Before we get to the nuts and bolts, let me just say that the review copy provided to GameBanshee did not include the pre-order Treasure Isle DLC, so we’ll be taking a closer look at any and all add-ons at a later date. Without any DLC, the game clocks in at about 30-35 hours’ worth of gameplay.
Setting
The setting has been shifted away from the grim fantasy that Piranha Bytes was known for, which is a big risk to take. But it’s a risk that worked out fine, in my opinion. While the pirate setting may not be for everyone, the team executed the setting really well. Rather than just pasting pirates on top of the existing setting, the whole feeling of the world of Risen shifted, to the point where the two games don’t really recognizably belong to the same setting at all, though thankfully the gnomes are back from the first.
The designers clearly took their queues in setting from South America during the age of the conquistadors. The native Molucca tribes use voodoo, fight with spears and wear recognizable tribal attire. The Inquisition is dressed in Spanish garbs and have clear superiority over the tribes due to their muskets and cannons. The pirates are the third faction, and look like you’d expect them too, in rough coats and wearing tricorn hats, though there’s a lack of eyepatches and wooden legs.
The enemies you meet fit in with the setting. Claw monkeys, gorillas, crocodiles, wild boars and leopards give it the appropriate wild jungle feel, even though not a lot of them are native to our South American continent. Fire birds, giant crabs, giant ants and various undead opponents add to the catalog of typical fantasy monsters, while the aides of the main antagonist sand devils, leviathans and sunken ones have a nice “horror from the deep” feel to them.
In general, the setting works really well. It is consistent, it is plausible, it is evocative, it is well executed. What it definitely is not is well-explained. The transition from Risen to Risen 2: Dark Waters is jarring as hell, to the point where it’s almost preferable if you didn’t play the first (the only important things to make a return are Commandant Carlos, Patty and the nameless hero wearing an eyepatch to cover the ocular he’s wearing). Rune magic has been abandoned in the few short years between Risen and Risen 2, but it’s not really well explained how it could disappear so completely including the player character’s knowledge of it. And while you get to meet the inventor of the musket, it’s not really made plausible how it became such an effective and well-spread weapon in such a short time. I don’t disagree with the switch in setting, but it could have been implemented with a little more care.
Graphics & Bugs
One thing vital to make a setting work is strong art design implemented well in the game, and Piranha Bytes didn’t miss the mark there. Risen 2 is not particularly robust graphically, but it does show their typical signature, as the islands and coasts have numerous beautiful vistas, convincingly breathing worlds. As you switch from location to location, you come upon ancient temples, moluccan villages, pirate towns, Inquisition strongholds and more, and each is well-designed to present a convincing, living world.
● ● ● ● ● ● ●
→ **STATED EXERCISE 1**
Please explain, based on the Risen 2 review, why the Inquisition has clear superiority over the Molucca tribes.
→ **STATED EXERCISE 2**
In the Risen 2 review, how many hours of gameplay does the game offer without any DLC?
● ● ● ● ● ● ●
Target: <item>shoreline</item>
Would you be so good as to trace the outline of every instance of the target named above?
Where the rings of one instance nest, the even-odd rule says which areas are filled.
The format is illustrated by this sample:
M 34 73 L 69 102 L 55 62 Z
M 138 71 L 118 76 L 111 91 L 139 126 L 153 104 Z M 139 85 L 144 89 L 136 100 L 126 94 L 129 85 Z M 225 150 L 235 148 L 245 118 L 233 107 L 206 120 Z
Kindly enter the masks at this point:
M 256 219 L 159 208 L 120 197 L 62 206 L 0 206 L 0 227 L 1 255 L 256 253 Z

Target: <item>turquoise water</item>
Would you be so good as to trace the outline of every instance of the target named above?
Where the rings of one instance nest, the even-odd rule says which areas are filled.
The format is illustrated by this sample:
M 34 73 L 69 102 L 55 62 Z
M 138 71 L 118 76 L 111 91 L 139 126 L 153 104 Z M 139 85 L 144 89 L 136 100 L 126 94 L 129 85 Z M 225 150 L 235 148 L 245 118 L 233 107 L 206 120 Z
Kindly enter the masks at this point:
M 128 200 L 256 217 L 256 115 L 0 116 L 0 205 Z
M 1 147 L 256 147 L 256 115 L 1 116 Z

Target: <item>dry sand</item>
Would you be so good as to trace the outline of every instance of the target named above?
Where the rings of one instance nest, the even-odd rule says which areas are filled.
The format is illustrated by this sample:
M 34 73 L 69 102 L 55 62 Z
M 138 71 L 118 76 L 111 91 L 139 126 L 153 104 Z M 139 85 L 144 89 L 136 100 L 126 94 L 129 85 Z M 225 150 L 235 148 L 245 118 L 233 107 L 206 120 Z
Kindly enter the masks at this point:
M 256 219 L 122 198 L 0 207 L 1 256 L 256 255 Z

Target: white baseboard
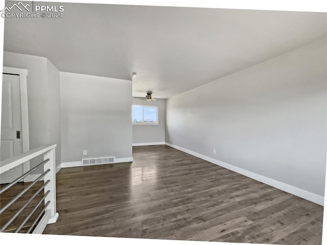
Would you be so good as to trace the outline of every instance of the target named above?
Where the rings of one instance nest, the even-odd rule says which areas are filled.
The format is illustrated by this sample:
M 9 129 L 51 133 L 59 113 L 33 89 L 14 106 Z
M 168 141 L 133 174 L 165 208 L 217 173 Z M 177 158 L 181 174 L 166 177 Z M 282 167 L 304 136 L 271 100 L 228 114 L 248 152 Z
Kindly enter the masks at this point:
M 258 174 L 256 173 L 250 172 L 249 171 L 246 170 L 243 168 L 239 168 L 235 166 L 228 164 L 228 163 L 221 162 L 220 161 L 214 159 L 213 158 L 207 157 L 206 155 L 202 155 L 201 154 L 192 151 L 192 150 L 188 150 L 187 149 L 183 148 L 177 145 L 172 145 L 169 143 L 166 142 L 166 145 L 171 147 L 174 148 L 177 150 L 179 150 L 181 151 L 183 151 L 185 153 L 190 154 L 190 155 L 194 155 L 197 158 L 200 158 L 204 160 L 209 162 L 212 163 L 216 164 L 217 165 L 222 167 L 223 168 L 227 168 L 230 170 L 231 170 L 237 173 L 240 173 L 247 177 L 249 177 L 251 179 L 255 180 L 256 181 L 262 182 L 263 183 L 266 184 L 269 186 L 272 186 L 276 188 L 282 190 L 286 192 L 292 194 L 296 196 L 301 197 L 306 200 L 310 201 L 313 203 L 316 203 L 319 205 L 323 206 L 324 197 L 317 195 L 316 194 L 310 192 L 309 191 L 302 190 L 301 189 L 298 188 L 293 186 L 288 185 L 287 184 L 275 180 L 273 180 L 267 177 Z
M 112 163 L 128 163 L 130 162 L 133 162 L 133 157 L 131 158 L 115 158 L 114 162 L 113 163 L 106 163 L 104 164 L 111 164 Z M 71 168 L 73 167 L 81 167 L 82 166 L 85 166 L 82 165 L 81 161 L 78 161 L 77 162 L 67 162 L 66 163 L 61 163 L 62 168 Z M 86 165 L 91 166 L 91 165 Z
M 56 174 L 57 174 L 58 172 L 60 171 L 60 169 L 61 169 L 61 164 L 60 164 L 59 166 L 56 168 Z
M 165 145 L 165 142 L 150 142 L 150 143 L 134 143 L 132 145 L 133 146 L 143 146 L 145 145 Z
M 45 211 L 45 213 L 42 217 L 41 220 L 40 220 L 38 224 L 36 226 L 36 227 L 35 227 L 32 233 L 33 234 L 42 234 L 45 229 L 46 225 L 50 220 L 50 210 L 48 209 Z

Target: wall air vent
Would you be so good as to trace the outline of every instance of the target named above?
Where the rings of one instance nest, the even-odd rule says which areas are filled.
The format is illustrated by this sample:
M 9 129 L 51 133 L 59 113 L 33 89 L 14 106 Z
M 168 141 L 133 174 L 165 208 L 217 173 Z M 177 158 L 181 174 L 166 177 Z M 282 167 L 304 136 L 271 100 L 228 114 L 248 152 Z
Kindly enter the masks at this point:
M 82 165 L 94 165 L 97 164 L 107 164 L 114 163 L 114 157 L 106 157 L 105 158 L 83 158 L 82 159 Z

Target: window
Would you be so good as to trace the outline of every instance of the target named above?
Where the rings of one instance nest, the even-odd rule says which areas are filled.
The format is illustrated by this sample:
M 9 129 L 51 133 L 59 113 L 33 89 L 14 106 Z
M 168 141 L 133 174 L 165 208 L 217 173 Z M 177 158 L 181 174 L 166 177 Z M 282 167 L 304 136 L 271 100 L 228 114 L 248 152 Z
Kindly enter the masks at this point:
M 133 124 L 158 124 L 158 107 L 133 105 L 132 122 Z

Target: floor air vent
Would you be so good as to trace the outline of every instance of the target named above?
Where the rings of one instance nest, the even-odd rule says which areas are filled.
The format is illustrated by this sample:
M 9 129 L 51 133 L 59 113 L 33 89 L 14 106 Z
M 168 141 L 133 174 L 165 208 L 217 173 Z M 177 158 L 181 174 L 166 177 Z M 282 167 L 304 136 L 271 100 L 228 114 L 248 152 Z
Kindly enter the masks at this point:
M 105 158 L 84 158 L 82 159 L 83 165 L 93 165 L 95 164 L 105 164 L 113 163 L 114 157 L 106 157 Z

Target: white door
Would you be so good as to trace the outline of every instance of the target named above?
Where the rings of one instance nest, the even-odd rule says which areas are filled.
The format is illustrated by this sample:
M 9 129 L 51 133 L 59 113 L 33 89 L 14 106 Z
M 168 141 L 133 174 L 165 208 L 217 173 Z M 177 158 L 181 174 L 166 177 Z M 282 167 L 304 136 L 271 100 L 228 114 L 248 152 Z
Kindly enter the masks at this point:
M 19 75 L 3 74 L 1 105 L 0 159 L 2 161 L 22 152 Z M 22 173 L 20 165 L 1 174 L 0 184 L 10 183 Z

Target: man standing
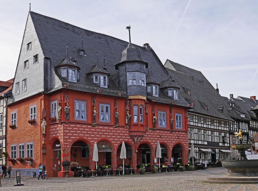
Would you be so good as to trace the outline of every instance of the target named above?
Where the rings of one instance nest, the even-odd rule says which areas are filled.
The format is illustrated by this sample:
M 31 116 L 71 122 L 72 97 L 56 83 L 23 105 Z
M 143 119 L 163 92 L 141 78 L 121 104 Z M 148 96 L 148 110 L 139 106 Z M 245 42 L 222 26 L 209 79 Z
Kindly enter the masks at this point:
M 2 170 L 3 170 L 3 176 L 5 178 L 6 176 L 6 167 L 5 164 L 2 165 Z
M 11 176 L 11 172 L 13 170 L 12 168 L 12 167 L 10 165 L 10 164 L 8 164 L 8 168 L 7 168 L 7 173 L 8 173 L 8 175 L 9 175 L 9 177 Z

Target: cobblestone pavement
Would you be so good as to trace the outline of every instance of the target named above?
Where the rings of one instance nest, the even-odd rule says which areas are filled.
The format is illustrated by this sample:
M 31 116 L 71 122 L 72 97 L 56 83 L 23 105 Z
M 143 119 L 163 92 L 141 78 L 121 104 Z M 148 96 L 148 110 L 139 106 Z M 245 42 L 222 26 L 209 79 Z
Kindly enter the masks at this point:
M 202 182 L 208 176 L 226 173 L 222 167 L 205 170 L 171 172 L 153 174 L 95 178 L 50 178 L 38 180 L 36 178 L 22 177 L 23 186 L 14 187 L 14 177 L 3 178 L 2 190 L 89 190 L 89 191 L 241 191 L 258 190 L 258 184 L 211 184 Z

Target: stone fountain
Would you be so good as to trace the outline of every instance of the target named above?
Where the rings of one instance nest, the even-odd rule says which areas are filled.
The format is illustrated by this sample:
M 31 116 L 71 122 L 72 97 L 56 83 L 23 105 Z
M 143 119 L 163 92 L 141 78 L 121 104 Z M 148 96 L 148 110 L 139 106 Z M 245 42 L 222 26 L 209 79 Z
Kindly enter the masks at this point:
M 215 176 L 207 177 L 205 182 L 224 184 L 258 183 L 258 159 L 248 160 L 245 151 L 252 149 L 252 144 L 244 143 L 241 132 L 235 133 L 238 136 L 238 144 L 230 145 L 233 149 L 238 151 L 236 160 L 221 161 L 222 166 L 225 168 L 228 173 L 225 176 Z

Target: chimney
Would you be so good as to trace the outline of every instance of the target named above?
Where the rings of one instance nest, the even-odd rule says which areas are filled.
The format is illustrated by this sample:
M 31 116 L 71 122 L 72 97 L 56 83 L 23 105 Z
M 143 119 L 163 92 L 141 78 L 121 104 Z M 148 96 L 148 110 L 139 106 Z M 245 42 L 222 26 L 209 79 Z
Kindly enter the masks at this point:
M 145 43 L 145 44 L 143 44 L 143 46 L 148 51 L 150 51 L 150 47 L 148 43 Z
M 250 99 L 256 99 L 256 96 L 251 96 L 250 97 Z
M 219 88 L 218 88 L 218 84 L 216 84 L 216 86 L 217 87 L 217 88 L 216 88 L 216 91 L 217 92 L 218 92 L 218 93 L 219 93 Z

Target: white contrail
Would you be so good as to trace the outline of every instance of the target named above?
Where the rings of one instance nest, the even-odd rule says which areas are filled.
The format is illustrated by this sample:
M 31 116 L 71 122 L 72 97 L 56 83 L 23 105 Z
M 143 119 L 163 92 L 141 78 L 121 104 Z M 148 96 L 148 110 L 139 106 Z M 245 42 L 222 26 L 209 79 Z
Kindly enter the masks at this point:
M 176 31 L 175 32 L 175 33 L 174 33 L 174 35 L 173 35 L 173 37 L 172 37 L 172 38 L 171 39 L 171 41 L 170 41 L 170 43 L 169 43 L 169 45 L 168 45 L 168 49 L 170 47 L 170 45 L 171 45 L 171 43 L 172 43 L 172 41 L 173 40 L 173 39 L 174 37 L 175 37 L 175 36 L 176 35 L 176 32 L 177 31 L 177 30 L 178 29 L 178 28 L 179 27 L 179 25 L 180 25 L 180 24 L 181 23 L 181 21 L 182 21 L 182 20 L 183 19 L 183 18 L 185 16 L 185 12 L 186 12 L 186 10 L 187 10 L 187 8 L 188 8 L 188 7 L 189 6 L 189 4 L 190 4 L 190 3 L 191 2 L 191 0 L 190 0 L 190 1 L 189 1 L 189 2 L 188 3 L 188 4 L 187 4 L 187 6 L 186 6 L 186 8 L 185 8 L 185 12 L 184 12 L 184 14 L 183 14 L 183 15 L 182 16 L 182 17 L 181 18 L 181 19 L 180 19 L 180 21 L 179 22 L 179 23 L 178 24 L 178 25 L 177 25 L 177 27 L 176 27 Z

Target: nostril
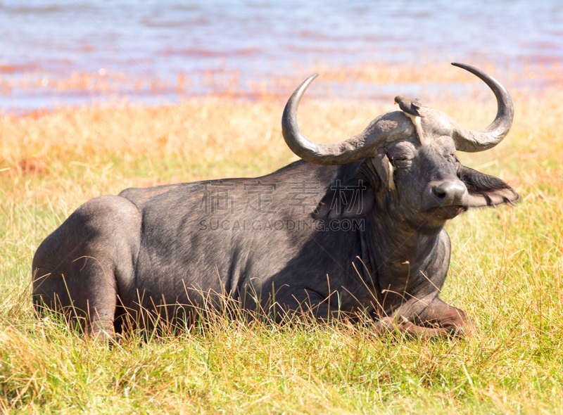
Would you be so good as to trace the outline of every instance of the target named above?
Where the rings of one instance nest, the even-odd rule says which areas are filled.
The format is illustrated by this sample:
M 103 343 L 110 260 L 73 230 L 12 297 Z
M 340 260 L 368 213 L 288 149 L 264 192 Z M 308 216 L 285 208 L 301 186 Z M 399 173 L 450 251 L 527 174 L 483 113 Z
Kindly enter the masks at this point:
M 434 196 L 438 196 L 440 199 L 445 198 L 446 191 L 445 189 L 440 186 L 436 186 L 432 189 Z

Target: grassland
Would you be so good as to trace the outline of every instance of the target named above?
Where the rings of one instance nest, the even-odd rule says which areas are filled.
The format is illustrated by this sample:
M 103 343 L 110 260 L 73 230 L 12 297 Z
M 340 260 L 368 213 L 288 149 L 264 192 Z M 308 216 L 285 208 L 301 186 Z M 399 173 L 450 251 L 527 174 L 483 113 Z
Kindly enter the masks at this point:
● ● ● ● ● ● ●
→ **WORKED ANSWER 1**
The Inquisition is clearly superior to the tribes because it has muskets and cannons.

→ **WORKED ANSWER 2**
About 30-35 hours.